# Aim of the exercise
So that nothing is lost, transcribe each line of the records exactly.

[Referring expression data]
+---+

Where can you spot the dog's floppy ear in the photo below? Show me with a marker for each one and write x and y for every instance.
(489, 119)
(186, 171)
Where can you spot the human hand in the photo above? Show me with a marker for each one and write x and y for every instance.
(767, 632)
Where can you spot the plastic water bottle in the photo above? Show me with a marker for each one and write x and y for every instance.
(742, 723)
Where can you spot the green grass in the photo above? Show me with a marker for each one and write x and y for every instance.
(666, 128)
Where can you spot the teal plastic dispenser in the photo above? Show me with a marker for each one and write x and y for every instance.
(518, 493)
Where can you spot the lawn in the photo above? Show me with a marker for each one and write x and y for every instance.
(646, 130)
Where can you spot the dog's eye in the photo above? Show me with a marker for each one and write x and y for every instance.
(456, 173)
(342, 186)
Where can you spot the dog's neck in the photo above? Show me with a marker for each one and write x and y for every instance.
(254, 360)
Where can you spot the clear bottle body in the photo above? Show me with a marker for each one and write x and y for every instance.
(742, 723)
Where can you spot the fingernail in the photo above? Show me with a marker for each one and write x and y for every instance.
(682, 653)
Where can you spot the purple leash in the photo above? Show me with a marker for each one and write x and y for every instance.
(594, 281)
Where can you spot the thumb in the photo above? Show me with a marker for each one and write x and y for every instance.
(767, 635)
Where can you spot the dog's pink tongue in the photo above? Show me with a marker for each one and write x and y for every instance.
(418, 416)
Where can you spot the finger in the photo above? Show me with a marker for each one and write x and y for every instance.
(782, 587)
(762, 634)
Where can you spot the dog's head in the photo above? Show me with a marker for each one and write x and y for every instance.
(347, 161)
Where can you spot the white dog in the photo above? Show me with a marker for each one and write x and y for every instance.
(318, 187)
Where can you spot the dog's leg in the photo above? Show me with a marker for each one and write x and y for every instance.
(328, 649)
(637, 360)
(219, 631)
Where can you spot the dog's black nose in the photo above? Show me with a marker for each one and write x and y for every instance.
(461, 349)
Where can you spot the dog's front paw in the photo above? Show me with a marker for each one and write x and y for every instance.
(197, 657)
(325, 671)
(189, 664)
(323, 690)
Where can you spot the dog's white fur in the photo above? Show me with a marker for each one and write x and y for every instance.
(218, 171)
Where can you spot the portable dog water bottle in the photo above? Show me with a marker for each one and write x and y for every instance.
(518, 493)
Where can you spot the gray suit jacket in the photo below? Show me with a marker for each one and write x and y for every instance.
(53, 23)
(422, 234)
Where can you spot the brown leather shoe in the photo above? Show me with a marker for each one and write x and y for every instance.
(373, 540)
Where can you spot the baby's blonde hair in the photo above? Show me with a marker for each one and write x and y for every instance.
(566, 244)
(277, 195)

+---+

# Output
Where can you spot the dog's floppy ear in the photo below? Show me with a marker for each one and write x and y for every instance.
(489, 119)
(186, 171)
Where can you spot the human hand in the photo above? Show me with a marker for each one and write x and y for every instance.
(767, 632)
Where can you spot the plastic water bottle in the photo above? Show me with a marker for each one and write x and y for every instance.
(742, 723)
Where can you spot the green grass in the photo above? Show me with a marker for each one and write x and y for every instance.
(666, 128)
Where can you spot the teal plastic dispenser in the photo above? Show me with a marker for each one and write x and y for every instance.
(518, 493)
Where can you spot the lawn in the photo above? Show me with a marker for each one and write x and y for every instance.
(646, 130)
Where can you spot the dog's eye in the photo above? Show me with a marker for each one and write x and y for every instance.
(456, 173)
(342, 186)
Where can you spot the dog's neck in the photo above? Show me with a marker for each one and write x and y for every instance.
(254, 360)
Where can you spot the clear bottle body in the photo above? Show me with a marker for each one and write x and y for every instance.
(742, 723)
Where can you spot the fingernail in the photo above? Show me with a marker for each one and write x and y for every instance.
(682, 653)
Where can you spot the purple leash in the photo above? Show me with a marker for each one and write x and y for every instance.
(594, 281)
Where can you spot the thumb in the photo above? Show me with a marker for each one and write x and y for every instance.
(767, 635)
Where can you spot the dog's pink tongue in the photo above? Show me with a marker for each one and write x and y for every instance.
(418, 416)
Where can you spot the finger in the photo above? Show me with a marker for each one and write x and y for every instance.
(782, 587)
(762, 634)
Where can you spot the dog's head in the photo above? Show me with a marker for each one and write x and y for every instance.
(347, 161)
Where can you spot the white dog in the photo above? Show me with a marker for each one and write x and y for every instance.
(318, 187)
Where can you spot the dog's leg in the photo above? Show me with a marker for each one and write x and y for every instance.
(328, 649)
(637, 360)
(219, 631)
Where can you spot the dog's black nose in the photo above? Show me with a marker for each one and write x and y for every instance.
(461, 349)
Where can you spot the dog's front paw in the photo above? Show me with a marker for each one and write x and y for every instance.
(197, 657)
(325, 671)
(189, 664)
(323, 690)
Where can you spot the dog's white fur in the photo above? Show me with a marker for each one and write x and y for every instance.
(218, 171)
Where can you spot the portable dog water bottle in the photo above? Show me with a marker for each one and write x and y for every instance.
(518, 493)
Where can you spot the gray suit jacket in the photo below? Show me with a marker for each one and write x and y for every instance.
(53, 23)
(422, 234)
Where can you spot the brown leather shoe in the photo above? Show me with a marker for each one and write x and y for every instance.
(373, 540)
Where can you spot the baby's blonde hair in the photo above? Show me with a marker for each one and write x and y for every instance.
(566, 244)
(277, 195)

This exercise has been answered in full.